抜粋
島地黙雷
(しまじもくらい)

 インドへ最初に訪れた日本人は戦国時代に九州のキリシタン大名たちがローマに送った天正使節団の少年達であるが当時ポルトガル領だったゴアに立ち寄っただけである。インド国内を最初に旅行したのは島地黙雷(1837-1911)である。

 浄土真宗(西本願寺派)の僧侶だった島地黙雷は 明治五(1872)年一月 に岩倉使節団の一員として木戸孝允らと共に欧州歴訪の旅に出た。
欧州の帰りエルサレムに立ち寄ったあと明治六年
五月二十七日インドに上陸する。西インドのムンバイからアラハバードを経てカルカッタまで列車で移動した。インドの五月は真夏で平均気温は40度を超える。

利用できるデータ
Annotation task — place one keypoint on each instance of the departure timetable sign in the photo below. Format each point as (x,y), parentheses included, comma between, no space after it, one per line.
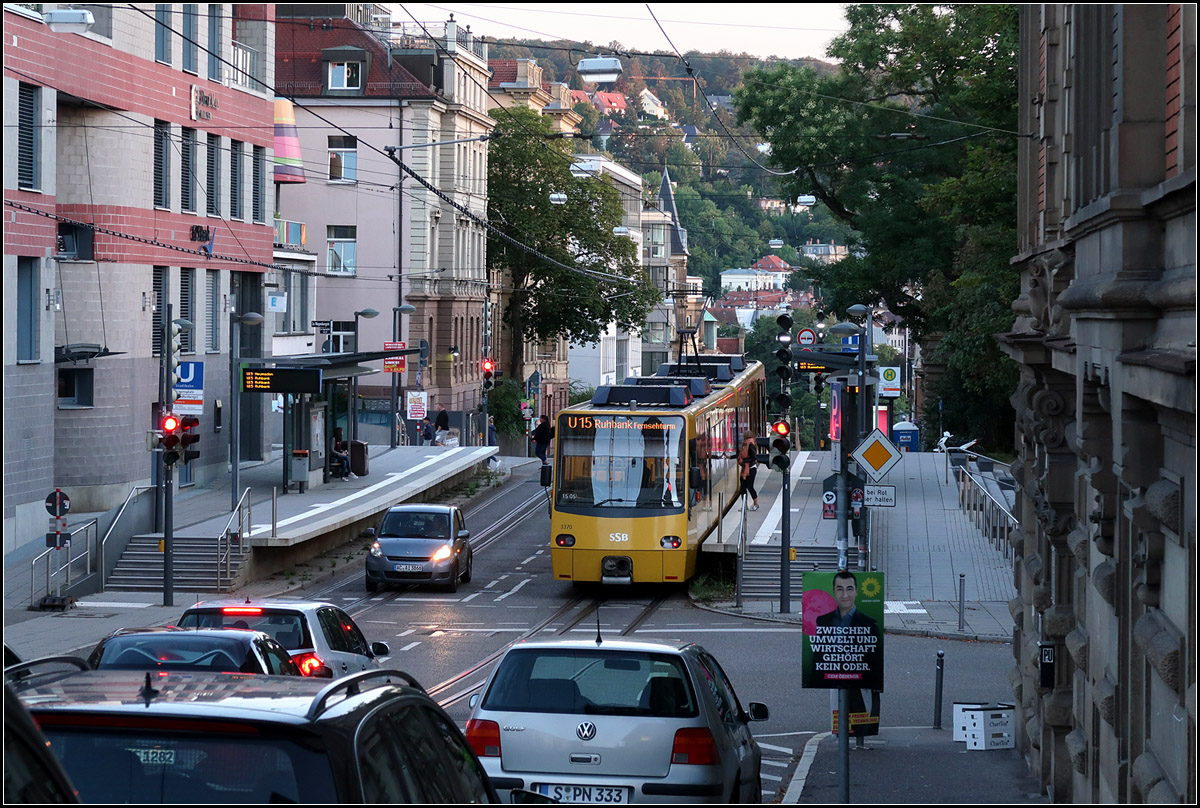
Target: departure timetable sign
(281,379)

短い練習 A
次の(i)〜(iii)が島地黙雷についての抜粋と合っているかを、それぞれ「はい」か「いいえ」で答えよ。判断の決め手となる抜粋の語句もそのまま引用すること。
(i) 島地黙雷は浄土真宗(西本願寺派)の僧侶だった。
(ii) 天正使節団の少年達はインド国内を旅行した。
(iii) 島地黙雷はインドに上陸したあとでエルサレムに立ち寄った。
短い練習 B
島地黙雷についての抜粋を、最後の文のあとから書き継げ。

結果 A
(i) はい。「浄土真宗(西本願寺派)の僧侶だった島地黙雷は」
(ii) いいえ。「当時ポルトガル領だったゴアに立ち寄っただけである」
(iii) いいえ。「エルサレムに立ち寄ったあと」

結果 B
 彼の評伝にはよく「仏教遺跡を巡拝した。」と記されているが実際には仏跡にはよっていない。彼の日誌航西日策によると島地黙雷は孟買(今のムンバイ)のエレファンタ島の石窟寺院とアラハバード駅近くのヒンズー教やイスラム教の寺院には立ち寄るが、残念ながら仏蹟地にはよらなかった。
 拡大解釈すれば仏跡に寄ったと主張できそうであるが、ちょっと無理がある。パトナを列車で通りすぎただけである。

 仏典では「80才を迎えたブッタは余命いくばくもないことを知り、ラージャグリハ(霊鷲山)をあとに最後の旅に出た。」とある。ヴァイシャリーに向かう途中、ブッタはパータリ村に立ち寄っている。パータリ村とは島地黙雷が通過した現在のビハール州パトナ市にあたる。ブッタはここで村人と二人のマガダ国の大臣に教えを説いた後、ガンジス河を渡った。仏滅後パータリ村はマガダ国の首都パータリプトラになり、244年に約千人の比丘があつまってパータリプトラで第三結集がおこなわれた。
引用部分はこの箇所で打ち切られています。